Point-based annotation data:

— Start —

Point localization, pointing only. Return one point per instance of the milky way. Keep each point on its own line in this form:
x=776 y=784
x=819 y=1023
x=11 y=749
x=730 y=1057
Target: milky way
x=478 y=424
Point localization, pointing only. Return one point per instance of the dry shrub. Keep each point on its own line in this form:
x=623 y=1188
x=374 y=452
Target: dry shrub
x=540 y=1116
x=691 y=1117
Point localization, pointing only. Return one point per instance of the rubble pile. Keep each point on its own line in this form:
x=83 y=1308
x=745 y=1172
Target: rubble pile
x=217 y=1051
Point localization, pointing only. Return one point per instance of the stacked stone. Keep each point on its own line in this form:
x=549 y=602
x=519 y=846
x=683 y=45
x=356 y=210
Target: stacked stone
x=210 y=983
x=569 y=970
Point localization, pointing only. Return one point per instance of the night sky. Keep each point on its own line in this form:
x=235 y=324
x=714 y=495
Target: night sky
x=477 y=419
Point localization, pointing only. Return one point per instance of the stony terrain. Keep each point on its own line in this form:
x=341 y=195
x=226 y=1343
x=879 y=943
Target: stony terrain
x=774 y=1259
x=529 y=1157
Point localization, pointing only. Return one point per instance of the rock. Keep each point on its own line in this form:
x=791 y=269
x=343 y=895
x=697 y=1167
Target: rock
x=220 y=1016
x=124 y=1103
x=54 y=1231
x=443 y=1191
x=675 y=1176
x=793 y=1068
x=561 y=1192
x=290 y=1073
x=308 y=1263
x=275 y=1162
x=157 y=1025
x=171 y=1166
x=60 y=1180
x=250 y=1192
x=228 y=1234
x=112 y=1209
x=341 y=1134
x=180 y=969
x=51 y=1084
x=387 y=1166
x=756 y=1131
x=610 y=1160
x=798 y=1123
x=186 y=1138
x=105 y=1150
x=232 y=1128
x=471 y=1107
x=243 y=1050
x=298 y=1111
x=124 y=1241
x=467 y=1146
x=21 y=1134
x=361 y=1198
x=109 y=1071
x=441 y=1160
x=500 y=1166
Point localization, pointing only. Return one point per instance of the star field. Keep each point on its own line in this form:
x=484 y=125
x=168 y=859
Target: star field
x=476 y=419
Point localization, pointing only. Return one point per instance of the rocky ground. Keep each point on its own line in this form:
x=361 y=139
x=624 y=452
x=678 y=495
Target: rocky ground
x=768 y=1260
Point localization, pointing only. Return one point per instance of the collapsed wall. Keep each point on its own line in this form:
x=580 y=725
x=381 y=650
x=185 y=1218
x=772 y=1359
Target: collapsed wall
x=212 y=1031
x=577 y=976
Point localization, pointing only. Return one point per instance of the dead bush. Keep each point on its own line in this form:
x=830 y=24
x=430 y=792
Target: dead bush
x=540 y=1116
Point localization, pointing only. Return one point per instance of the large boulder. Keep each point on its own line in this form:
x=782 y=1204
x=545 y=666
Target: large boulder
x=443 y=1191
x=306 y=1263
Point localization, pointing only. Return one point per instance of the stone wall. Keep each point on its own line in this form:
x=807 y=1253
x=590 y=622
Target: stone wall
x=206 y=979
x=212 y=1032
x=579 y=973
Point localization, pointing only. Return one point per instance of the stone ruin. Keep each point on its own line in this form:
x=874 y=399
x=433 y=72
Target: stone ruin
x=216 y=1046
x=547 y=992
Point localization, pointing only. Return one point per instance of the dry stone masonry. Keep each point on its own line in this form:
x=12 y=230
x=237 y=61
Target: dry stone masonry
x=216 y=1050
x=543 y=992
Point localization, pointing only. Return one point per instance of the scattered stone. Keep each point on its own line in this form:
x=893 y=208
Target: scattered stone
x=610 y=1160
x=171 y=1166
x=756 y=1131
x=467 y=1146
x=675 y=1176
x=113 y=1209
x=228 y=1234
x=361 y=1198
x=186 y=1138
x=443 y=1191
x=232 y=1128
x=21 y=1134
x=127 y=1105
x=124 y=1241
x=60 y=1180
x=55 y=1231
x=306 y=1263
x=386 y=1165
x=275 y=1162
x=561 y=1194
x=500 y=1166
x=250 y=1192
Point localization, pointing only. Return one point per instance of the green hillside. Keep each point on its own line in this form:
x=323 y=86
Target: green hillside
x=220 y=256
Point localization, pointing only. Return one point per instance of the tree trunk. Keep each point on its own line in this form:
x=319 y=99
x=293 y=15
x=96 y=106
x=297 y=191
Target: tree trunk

— End —

Short task:
Return the lines of the data from the line with "of the rubble" up to and including the line with "x=577 y=976", reproduced character for character.

Response to this task:
Point localization, pointing only. Return one point per instance of the rubble pile. Keep each point on its own line in this form:
x=83 y=1308
x=745 y=1172
Target: rubble pile
x=217 y=1051
Point localization, pointing only. Return one point per instance of the stacked stone. Keep each point on its own line in this form:
x=549 y=602
x=519 y=846
x=683 y=45
x=356 y=210
Target: stacked stone
x=210 y=983
x=569 y=970
Point localization, pointing only. Return one point per instance of the night sky. Keep each point on its own line in this form:
x=235 y=324
x=714 y=495
Target: night sky
x=477 y=419
Point localization, pointing only. Return one point per instance of the stony terrain. Keep each point on its own line in this form:
x=341 y=195
x=226 y=1343
x=879 y=943
Target: stony terrain
x=774 y=1259
x=529 y=1157
Point localization, pointing only. Return one point per instance of the rock. Keep each point on its own line in this form:
x=791 y=269
x=343 y=895
x=697 y=1167
Target: rock
x=220 y=1016
x=124 y=1103
x=54 y=1231
x=443 y=1191
x=675 y=1176
x=793 y=1068
x=561 y=1192
x=290 y=1073
x=308 y=1263
x=275 y=1162
x=157 y=1025
x=171 y=1166
x=60 y=1180
x=250 y=1192
x=228 y=1234
x=112 y=1209
x=341 y=1134
x=180 y=969
x=51 y=1084
x=387 y=1166
x=756 y=1131
x=610 y=1160
x=798 y=1123
x=186 y=1138
x=105 y=1150
x=232 y=1128
x=471 y=1107
x=243 y=1050
x=298 y=1111
x=124 y=1241
x=467 y=1146
x=21 y=1134
x=361 y=1198
x=109 y=1071
x=441 y=1160
x=500 y=1166
Point localization, pointing only. Return one point per instance of the star field. Keep each point on its own line in this form:
x=484 y=125
x=168 y=859
Target: star field
x=476 y=419
Point localization, pointing only. Return one point per instance of the rocky ground. Keep each point on its own line in this form:
x=361 y=139
x=624 y=452
x=678 y=495
Target: rocky ground
x=768 y=1260
Point localization, pointing only. Return one point per instance of the collapsed wall. Keep each point on its own line in this form:
x=580 y=725
x=381 y=650
x=185 y=1218
x=772 y=1359
Target: collapsed wall
x=212 y=1031
x=577 y=976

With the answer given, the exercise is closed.